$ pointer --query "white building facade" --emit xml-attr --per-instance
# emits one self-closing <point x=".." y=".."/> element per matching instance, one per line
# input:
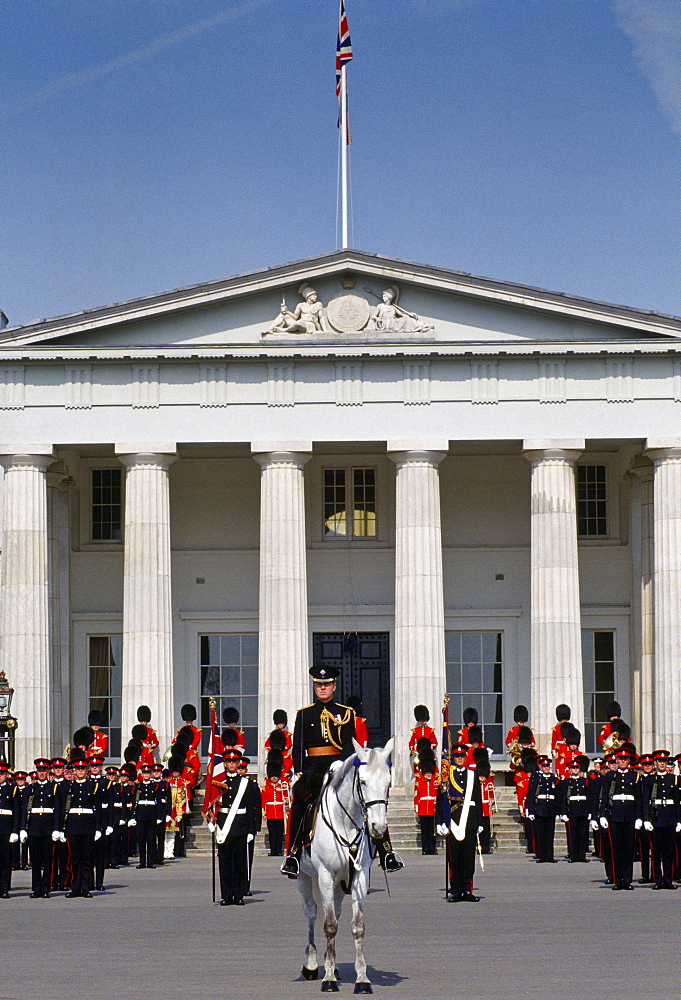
<point x="473" y="488"/>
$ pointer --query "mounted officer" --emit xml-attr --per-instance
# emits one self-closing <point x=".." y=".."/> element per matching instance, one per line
<point x="322" y="739"/>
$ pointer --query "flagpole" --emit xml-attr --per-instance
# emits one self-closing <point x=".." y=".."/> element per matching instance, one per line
<point x="344" y="157"/>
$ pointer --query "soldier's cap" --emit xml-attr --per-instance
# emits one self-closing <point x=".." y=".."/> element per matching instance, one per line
<point x="322" y="674"/>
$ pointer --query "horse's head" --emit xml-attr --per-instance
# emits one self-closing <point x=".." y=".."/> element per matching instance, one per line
<point x="373" y="783"/>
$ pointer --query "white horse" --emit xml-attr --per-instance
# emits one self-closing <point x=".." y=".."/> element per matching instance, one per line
<point x="353" y="807"/>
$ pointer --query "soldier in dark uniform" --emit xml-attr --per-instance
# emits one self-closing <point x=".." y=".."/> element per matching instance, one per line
<point x="10" y="815"/>
<point x="661" y="816"/>
<point x="38" y="804"/>
<point x="541" y="807"/>
<point x="78" y="820"/>
<point x="573" y="809"/>
<point x="619" y="807"/>
<point x="459" y="819"/>
<point x="235" y="829"/>
<point x="322" y="738"/>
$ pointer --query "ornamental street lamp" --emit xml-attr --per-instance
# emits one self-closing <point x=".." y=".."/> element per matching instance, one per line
<point x="8" y="723"/>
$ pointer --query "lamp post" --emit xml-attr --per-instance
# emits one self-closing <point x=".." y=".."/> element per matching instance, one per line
<point x="8" y="723"/>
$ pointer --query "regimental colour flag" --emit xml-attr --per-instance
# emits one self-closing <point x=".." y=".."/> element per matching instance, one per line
<point x="215" y="771"/>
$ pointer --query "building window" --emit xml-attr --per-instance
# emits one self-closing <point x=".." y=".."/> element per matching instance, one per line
<point x="229" y="673"/>
<point x="106" y="505"/>
<point x="474" y="679"/>
<point x="591" y="500"/>
<point x="598" y="669"/>
<point x="106" y="675"/>
<point x="350" y="503"/>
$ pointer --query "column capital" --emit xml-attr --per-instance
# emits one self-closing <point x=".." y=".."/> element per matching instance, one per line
<point x="663" y="449"/>
<point x="36" y="455"/>
<point x="147" y="453"/>
<point x="553" y="449"/>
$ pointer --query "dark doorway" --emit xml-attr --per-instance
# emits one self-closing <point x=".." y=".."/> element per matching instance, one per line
<point x="364" y="661"/>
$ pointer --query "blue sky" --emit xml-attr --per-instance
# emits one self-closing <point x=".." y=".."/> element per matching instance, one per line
<point x="151" y="144"/>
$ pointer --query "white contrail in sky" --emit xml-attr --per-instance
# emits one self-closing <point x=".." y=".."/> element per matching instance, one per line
<point x="654" y="26"/>
<point x="91" y="73"/>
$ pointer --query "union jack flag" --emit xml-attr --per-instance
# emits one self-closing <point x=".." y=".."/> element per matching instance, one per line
<point x="215" y="770"/>
<point x="343" y="46"/>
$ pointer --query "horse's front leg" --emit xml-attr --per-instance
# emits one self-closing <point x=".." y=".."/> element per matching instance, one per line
<point x="359" y="891"/>
<point x="311" y="966"/>
<point x="327" y="897"/>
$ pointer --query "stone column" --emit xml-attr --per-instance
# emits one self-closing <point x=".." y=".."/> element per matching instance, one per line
<point x="642" y="719"/>
<point x="59" y="553"/>
<point x="419" y="661"/>
<point x="283" y="659"/>
<point x="26" y="597"/>
<point x="666" y="457"/>
<point x="147" y="611"/>
<point x="556" y="640"/>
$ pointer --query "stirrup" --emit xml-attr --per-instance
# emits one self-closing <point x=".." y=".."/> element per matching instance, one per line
<point x="290" y="866"/>
<point x="392" y="862"/>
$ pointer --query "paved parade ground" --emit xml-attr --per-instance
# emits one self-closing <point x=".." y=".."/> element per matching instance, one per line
<point x="539" y="932"/>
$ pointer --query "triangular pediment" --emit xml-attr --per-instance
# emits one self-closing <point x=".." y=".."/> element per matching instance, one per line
<point x="359" y="299"/>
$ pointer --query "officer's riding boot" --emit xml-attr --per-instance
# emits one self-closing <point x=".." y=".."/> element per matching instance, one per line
<point x="387" y="859"/>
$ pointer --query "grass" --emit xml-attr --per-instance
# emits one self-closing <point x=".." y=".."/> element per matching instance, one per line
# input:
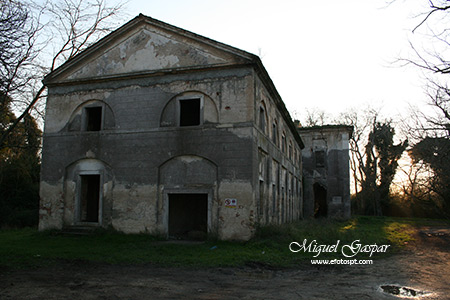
<point x="270" y="246"/>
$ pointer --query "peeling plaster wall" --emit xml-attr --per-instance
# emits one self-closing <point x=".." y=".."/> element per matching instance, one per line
<point x="333" y="174"/>
<point x="279" y="195"/>
<point x="142" y="154"/>
<point x="147" y="49"/>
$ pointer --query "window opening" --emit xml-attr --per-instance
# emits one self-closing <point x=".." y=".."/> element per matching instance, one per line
<point x="188" y="216"/>
<point x="274" y="134"/>
<point x="262" y="119"/>
<point x="190" y="112"/>
<point x="93" y="118"/>
<point x="320" y="158"/>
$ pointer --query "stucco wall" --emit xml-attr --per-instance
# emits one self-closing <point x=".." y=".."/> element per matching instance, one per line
<point x="333" y="175"/>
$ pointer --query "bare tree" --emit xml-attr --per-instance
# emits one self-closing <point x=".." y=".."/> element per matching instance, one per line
<point x="49" y="34"/>
<point x="429" y="127"/>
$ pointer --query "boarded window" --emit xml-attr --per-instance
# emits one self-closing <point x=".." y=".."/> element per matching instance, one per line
<point x="190" y="112"/>
<point x="93" y="118"/>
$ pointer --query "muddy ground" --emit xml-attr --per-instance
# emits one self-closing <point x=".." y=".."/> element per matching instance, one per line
<point x="424" y="266"/>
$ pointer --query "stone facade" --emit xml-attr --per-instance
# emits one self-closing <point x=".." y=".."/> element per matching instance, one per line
<point x="326" y="170"/>
<point x="156" y="129"/>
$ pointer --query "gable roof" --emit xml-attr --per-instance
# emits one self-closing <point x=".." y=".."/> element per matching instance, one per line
<point x="94" y="63"/>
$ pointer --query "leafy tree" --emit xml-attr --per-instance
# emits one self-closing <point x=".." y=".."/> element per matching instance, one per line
<point x="380" y="166"/>
<point x="19" y="169"/>
<point x="33" y="47"/>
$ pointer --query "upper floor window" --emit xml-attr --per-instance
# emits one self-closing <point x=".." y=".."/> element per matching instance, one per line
<point x="275" y="133"/>
<point x="93" y="118"/>
<point x="190" y="112"/>
<point x="290" y="150"/>
<point x="262" y="119"/>
<point x="319" y="156"/>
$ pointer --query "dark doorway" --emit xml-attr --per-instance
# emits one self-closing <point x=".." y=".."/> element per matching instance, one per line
<point x="189" y="112"/>
<point x="90" y="198"/>
<point x="320" y="201"/>
<point x="188" y="215"/>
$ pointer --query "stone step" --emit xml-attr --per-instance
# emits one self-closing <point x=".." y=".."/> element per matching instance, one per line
<point x="79" y="229"/>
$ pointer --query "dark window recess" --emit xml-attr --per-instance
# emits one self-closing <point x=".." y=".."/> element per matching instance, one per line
<point x="262" y="119"/>
<point x="93" y="118"/>
<point x="190" y="112"/>
<point x="320" y="158"/>
<point x="90" y="198"/>
<point x="274" y="134"/>
<point x="188" y="215"/>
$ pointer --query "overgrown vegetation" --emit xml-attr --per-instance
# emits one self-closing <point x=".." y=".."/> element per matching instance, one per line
<point x="270" y="246"/>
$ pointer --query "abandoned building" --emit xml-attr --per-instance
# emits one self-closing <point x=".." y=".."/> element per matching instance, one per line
<point x="326" y="171"/>
<point x="157" y="129"/>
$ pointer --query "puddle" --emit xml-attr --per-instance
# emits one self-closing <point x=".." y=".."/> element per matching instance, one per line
<point x="403" y="292"/>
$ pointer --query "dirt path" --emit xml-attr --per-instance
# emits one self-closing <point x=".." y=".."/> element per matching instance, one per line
<point x="424" y="266"/>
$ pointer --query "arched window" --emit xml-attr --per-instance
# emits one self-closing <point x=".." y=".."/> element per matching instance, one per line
<point x="275" y="133"/>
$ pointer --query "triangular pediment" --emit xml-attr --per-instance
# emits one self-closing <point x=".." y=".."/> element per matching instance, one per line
<point x="147" y="46"/>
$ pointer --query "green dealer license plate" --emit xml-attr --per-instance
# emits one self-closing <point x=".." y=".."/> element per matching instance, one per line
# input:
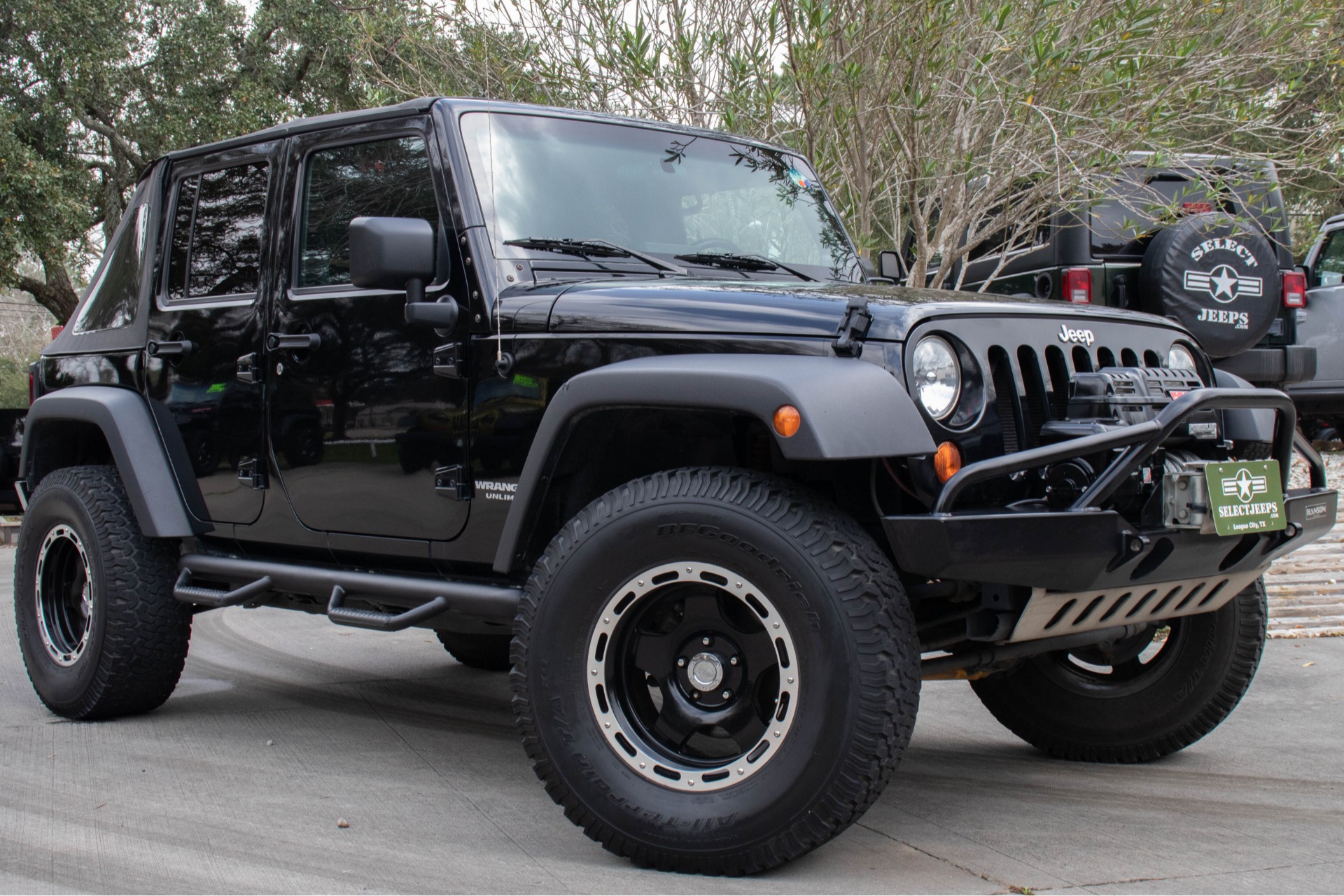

Task to carry out: Which lines in the rows above contain the word "white"? Pull out each one, counting a match only when its case is the same.

Response to this exercise:
$ pointer --query "white building facade" --emit xml-attr --per-instance
$ pointer --query "white horse" --emit xml-attr --per-instance
$ pointer --query "white contrail in sky" --emit xml-attr --per-instance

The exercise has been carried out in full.